-- REQUEST --
Lay out the data as a Markdown table with the columns Row and Line, from the line that contains "calm water in the photo above." through the end of the data, both ends included. Give each line its own numbered row, skip blank lines, and leave out the pictures.

-- WORKING DATA --
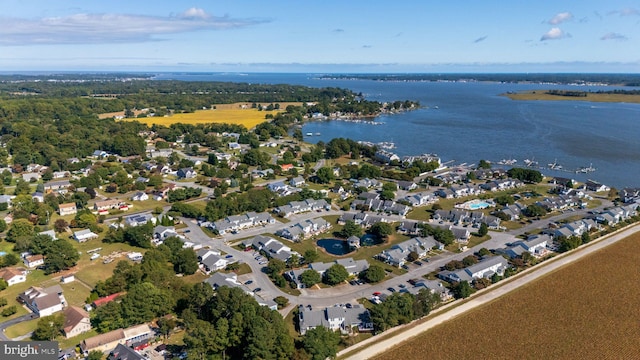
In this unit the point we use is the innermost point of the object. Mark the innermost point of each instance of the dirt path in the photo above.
(374, 346)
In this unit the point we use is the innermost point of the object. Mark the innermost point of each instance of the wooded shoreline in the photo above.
(591, 97)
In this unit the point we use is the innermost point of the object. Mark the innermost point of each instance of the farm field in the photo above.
(587, 310)
(241, 114)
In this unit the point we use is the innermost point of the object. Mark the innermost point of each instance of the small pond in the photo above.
(370, 240)
(334, 246)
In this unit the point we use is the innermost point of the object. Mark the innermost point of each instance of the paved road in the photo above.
(373, 346)
(6, 324)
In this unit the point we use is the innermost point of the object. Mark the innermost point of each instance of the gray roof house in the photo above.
(335, 318)
(484, 269)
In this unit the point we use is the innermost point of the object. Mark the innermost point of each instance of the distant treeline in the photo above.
(610, 79)
(584, 93)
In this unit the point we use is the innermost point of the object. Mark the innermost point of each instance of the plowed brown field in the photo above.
(587, 310)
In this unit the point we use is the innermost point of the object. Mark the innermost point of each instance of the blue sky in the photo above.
(320, 36)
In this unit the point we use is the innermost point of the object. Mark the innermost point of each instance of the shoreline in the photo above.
(536, 95)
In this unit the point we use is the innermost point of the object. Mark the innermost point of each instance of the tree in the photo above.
(48, 327)
(324, 175)
(335, 274)
(309, 278)
(483, 230)
(321, 343)
(462, 290)
(381, 229)
(350, 229)
(166, 326)
(373, 274)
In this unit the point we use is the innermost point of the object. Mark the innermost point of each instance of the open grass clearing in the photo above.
(587, 310)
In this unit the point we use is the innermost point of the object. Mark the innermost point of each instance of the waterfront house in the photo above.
(67, 209)
(76, 322)
(335, 318)
(84, 235)
(43, 301)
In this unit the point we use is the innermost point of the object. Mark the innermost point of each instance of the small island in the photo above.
(626, 96)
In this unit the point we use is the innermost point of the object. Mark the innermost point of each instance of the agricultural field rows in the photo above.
(588, 310)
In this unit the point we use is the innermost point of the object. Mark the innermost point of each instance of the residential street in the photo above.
(375, 346)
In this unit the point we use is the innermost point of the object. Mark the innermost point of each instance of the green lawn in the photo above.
(21, 328)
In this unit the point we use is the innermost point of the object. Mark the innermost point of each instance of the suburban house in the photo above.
(420, 199)
(122, 352)
(43, 302)
(67, 209)
(407, 185)
(231, 280)
(297, 181)
(534, 244)
(272, 247)
(13, 275)
(304, 229)
(297, 207)
(139, 219)
(353, 267)
(398, 253)
(60, 186)
(84, 235)
(213, 263)
(110, 340)
(187, 173)
(106, 205)
(235, 223)
(32, 261)
(335, 318)
(76, 322)
(484, 269)
(140, 196)
(161, 232)
(433, 286)
(49, 233)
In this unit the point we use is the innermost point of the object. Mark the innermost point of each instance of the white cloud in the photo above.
(560, 18)
(554, 34)
(613, 36)
(194, 13)
(626, 12)
(111, 28)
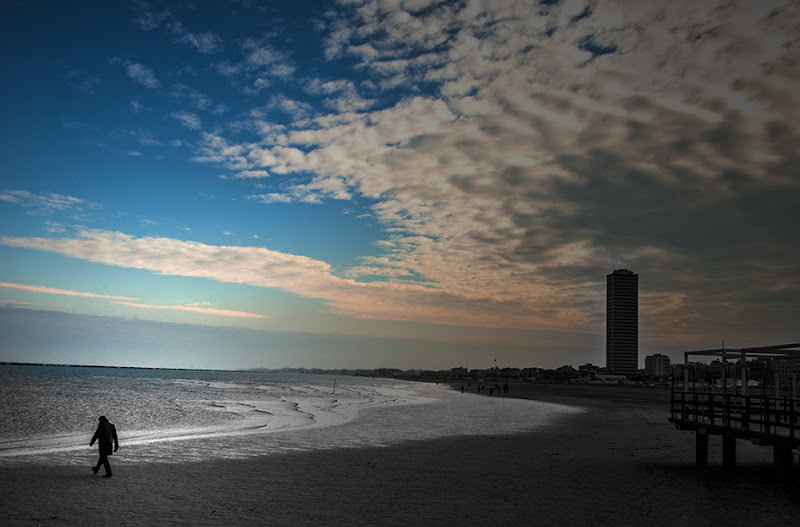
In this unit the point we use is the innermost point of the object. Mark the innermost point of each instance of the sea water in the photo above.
(50, 413)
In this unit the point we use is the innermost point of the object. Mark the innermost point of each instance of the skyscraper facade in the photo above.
(622, 322)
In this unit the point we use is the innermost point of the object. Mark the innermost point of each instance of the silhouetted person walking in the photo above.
(106, 435)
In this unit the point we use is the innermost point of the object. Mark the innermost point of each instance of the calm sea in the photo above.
(49, 413)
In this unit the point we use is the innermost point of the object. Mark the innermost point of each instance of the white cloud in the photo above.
(44, 204)
(195, 309)
(500, 181)
(53, 291)
(187, 119)
(207, 43)
(296, 274)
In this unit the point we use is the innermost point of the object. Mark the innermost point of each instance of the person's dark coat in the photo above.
(106, 437)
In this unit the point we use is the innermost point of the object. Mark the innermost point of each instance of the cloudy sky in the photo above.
(413, 184)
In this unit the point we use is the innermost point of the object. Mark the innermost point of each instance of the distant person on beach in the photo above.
(106, 435)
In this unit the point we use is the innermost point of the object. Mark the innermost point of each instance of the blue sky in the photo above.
(402, 184)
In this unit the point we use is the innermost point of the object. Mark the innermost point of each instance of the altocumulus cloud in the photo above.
(557, 138)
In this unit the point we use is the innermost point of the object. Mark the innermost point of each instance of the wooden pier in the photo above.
(754, 397)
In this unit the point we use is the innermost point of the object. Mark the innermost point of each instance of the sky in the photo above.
(408, 184)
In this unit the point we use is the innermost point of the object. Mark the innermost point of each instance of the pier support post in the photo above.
(701, 456)
(782, 456)
(728, 452)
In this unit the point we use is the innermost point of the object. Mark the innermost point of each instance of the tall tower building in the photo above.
(622, 322)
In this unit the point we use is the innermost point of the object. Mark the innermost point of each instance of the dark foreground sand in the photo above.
(621, 463)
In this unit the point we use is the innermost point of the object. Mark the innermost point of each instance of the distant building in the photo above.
(657, 365)
(622, 322)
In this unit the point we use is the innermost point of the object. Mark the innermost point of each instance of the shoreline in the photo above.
(620, 463)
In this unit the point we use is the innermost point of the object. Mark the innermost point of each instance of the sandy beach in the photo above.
(618, 463)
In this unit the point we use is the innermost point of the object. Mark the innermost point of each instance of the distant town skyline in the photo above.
(382, 184)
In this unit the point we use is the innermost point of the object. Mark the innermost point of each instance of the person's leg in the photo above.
(107, 466)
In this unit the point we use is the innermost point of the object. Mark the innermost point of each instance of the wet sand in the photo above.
(619, 463)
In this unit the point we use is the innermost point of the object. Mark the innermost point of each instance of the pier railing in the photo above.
(762, 419)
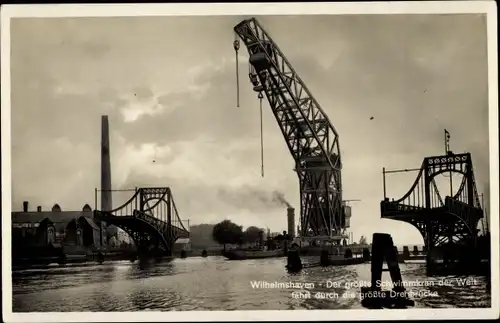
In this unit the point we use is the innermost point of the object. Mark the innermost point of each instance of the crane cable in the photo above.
(260, 96)
(236, 45)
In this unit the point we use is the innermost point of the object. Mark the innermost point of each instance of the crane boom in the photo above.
(311, 138)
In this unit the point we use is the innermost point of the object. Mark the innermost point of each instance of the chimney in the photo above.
(106, 203)
(291, 222)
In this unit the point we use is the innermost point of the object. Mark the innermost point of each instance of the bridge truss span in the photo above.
(311, 138)
(151, 219)
(440, 220)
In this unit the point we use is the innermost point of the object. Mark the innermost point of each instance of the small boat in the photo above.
(239, 254)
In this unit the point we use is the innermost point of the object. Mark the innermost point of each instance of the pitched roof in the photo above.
(62, 217)
(91, 223)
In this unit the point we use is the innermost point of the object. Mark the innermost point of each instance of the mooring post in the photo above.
(294, 263)
(374, 297)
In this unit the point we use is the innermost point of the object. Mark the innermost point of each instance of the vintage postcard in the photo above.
(215, 162)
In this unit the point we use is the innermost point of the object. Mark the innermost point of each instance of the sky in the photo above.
(168, 85)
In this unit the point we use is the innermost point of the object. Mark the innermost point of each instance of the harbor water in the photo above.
(215, 283)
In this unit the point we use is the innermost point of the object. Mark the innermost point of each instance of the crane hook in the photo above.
(260, 96)
(236, 45)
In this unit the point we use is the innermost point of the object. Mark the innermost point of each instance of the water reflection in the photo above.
(212, 283)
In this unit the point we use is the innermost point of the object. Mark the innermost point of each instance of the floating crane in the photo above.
(310, 136)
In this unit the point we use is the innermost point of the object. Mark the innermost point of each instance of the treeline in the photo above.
(227, 232)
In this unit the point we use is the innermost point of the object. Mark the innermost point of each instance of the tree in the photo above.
(253, 234)
(227, 232)
(362, 240)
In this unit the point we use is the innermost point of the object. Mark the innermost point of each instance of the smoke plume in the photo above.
(280, 198)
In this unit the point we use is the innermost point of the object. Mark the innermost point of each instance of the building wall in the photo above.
(26, 223)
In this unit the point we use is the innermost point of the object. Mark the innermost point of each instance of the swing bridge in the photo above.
(150, 218)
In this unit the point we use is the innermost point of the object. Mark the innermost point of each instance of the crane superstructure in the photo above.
(311, 138)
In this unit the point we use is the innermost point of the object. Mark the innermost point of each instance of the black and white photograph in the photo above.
(250, 161)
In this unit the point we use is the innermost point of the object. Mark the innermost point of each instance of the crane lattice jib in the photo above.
(309, 134)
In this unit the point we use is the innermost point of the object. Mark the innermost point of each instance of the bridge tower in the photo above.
(311, 138)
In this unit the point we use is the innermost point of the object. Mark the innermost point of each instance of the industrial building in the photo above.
(67, 229)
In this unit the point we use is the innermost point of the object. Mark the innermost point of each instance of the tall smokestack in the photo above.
(106, 202)
(291, 222)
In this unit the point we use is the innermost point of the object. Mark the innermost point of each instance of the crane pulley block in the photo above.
(260, 61)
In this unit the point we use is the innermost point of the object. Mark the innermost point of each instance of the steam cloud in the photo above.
(280, 198)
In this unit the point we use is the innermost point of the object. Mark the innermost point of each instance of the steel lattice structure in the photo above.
(453, 219)
(309, 134)
(150, 218)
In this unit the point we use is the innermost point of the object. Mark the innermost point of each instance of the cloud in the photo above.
(170, 95)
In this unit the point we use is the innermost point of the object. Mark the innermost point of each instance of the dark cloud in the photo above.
(416, 75)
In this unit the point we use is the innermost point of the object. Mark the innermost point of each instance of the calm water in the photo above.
(214, 283)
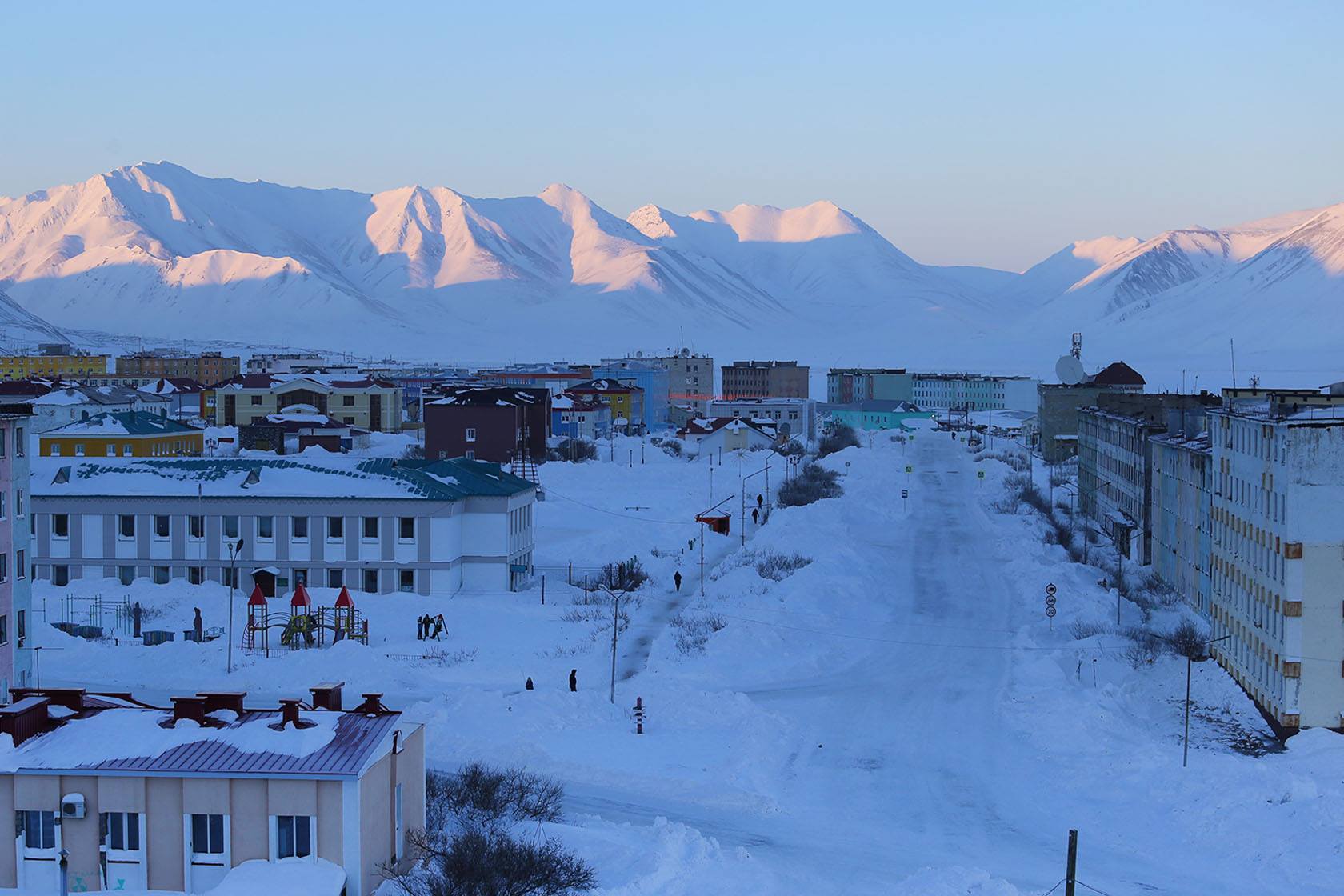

-- EXERCISE OUTPUT --
| Row | Line |
|---|---|
| 1 | In this unit the point we use is the innermost point of the object. Mark the innermost point of each instance of the calm water in the photo above. |
| 2 | (214, 283) |